Records provided
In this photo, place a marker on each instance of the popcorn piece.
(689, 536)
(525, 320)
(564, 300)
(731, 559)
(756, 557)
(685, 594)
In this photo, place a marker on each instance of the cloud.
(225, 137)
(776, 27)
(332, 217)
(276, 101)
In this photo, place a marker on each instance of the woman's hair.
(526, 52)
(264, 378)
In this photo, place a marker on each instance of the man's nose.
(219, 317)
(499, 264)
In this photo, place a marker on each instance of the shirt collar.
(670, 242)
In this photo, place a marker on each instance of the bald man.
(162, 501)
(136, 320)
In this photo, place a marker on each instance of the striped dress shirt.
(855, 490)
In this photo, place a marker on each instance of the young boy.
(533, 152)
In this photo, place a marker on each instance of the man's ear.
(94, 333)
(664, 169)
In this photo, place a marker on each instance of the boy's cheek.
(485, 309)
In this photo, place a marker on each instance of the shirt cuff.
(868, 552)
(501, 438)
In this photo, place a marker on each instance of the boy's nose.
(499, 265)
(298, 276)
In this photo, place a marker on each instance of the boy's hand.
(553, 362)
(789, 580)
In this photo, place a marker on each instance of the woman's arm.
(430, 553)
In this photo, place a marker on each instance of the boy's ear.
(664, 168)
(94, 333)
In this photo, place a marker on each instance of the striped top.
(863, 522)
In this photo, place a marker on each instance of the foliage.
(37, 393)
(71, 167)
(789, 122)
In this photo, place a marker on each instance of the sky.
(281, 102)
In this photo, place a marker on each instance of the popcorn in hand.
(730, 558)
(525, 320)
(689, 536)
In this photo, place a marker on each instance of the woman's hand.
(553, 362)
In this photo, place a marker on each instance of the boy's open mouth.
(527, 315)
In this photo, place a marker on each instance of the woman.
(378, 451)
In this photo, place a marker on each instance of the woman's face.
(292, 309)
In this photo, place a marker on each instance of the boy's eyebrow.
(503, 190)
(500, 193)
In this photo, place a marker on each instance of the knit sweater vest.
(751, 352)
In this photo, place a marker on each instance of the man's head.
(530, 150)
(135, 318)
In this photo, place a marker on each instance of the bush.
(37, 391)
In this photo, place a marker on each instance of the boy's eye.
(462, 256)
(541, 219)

Exercise goal
Turn every line of the records above into a numbered list, leaving out any blank lines.

Written response
1. In this photo, place a marker on each instance of the popcorn piece.
2. (689, 536)
3. (525, 320)
4. (564, 300)
5. (731, 559)
6. (756, 557)
7. (685, 594)
8. In this photo, place a marker on each instance of the cloud.
9. (225, 137)
10. (776, 27)
11. (332, 217)
12. (276, 101)
13. In this photo, place a marker on each instance of the woman's hair.
14. (526, 52)
15. (264, 378)
16. In this photo, place a marker on each instance of the man's nose.
17. (219, 317)
18. (499, 264)
19. In this photo, place a marker on each instance of the shirt collar.
20. (670, 242)
21. In this photo, place a marker on each instance of the bald man.
22. (162, 501)
23. (136, 320)
24. In this photo, place a marker on each instance of the striped dress shirt.
25. (855, 490)
26. In this photo, place a marker on each instance of the young boy.
27. (533, 152)
28. In this photo, place a marker on each instance of the man's ear.
29. (94, 333)
30. (664, 169)
31. In this photo, place a marker on each instance of the boy's cheek.
32. (485, 309)
33. In this photo, place a marker on each instance of the shirt cuff.
34. (868, 552)
35. (501, 438)
36. In this photo, place a marker on each instance of the boy's nose.
37. (499, 265)
38. (298, 276)
39. In this photo, place a marker on each instance of the boy's hand.
40. (553, 362)
41. (789, 580)
42. In this photo, place a marker on each instance of the woman's arm.
43. (430, 553)
44. In this photo, place a marker on each instance of the boy's ear.
45. (664, 168)
46. (94, 333)
47. In this photo, place a marker on each instance of the striped top.
48. (863, 522)
49. In this photo, place a marker on each instance of the foliage.
50. (37, 393)
51. (71, 167)
52. (789, 122)
53. In this photo, place a marker on each instance of the sky.
54. (281, 102)
55. In this photo, place a marker on each instance of the popcorn in hand.
56. (730, 558)
57. (525, 320)
58. (689, 536)
59. In this photo, place a marker on each instance of the woman's hand.
60. (553, 362)
61. In this photo, place a marker on each instance of the boy's open mouth.
62. (527, 315)
63. In this photo, place a marker on each instance of the woman.
64. (378, 451)
65. In this photo, place a marker on each instance of the woman's face.
66. (292, 309)
67. In this photo, place a marker on each instance of the boy's eyebrow.
68. (503, 190)
69. (500, 193)
70. In this photo, place a marker on each instance of the knit sweater vest.
71. (751, 352)
72. In this photo, place a marker on each instance of the man's head.
73. (530, 150)
74. (135, 318)
75. In this photo, place a marker on each instance of the bush.
76. (37, 391)
77. In this photo, place a marker on each instance of the boy's eye.
78. (462, 256)
79. (541, 219)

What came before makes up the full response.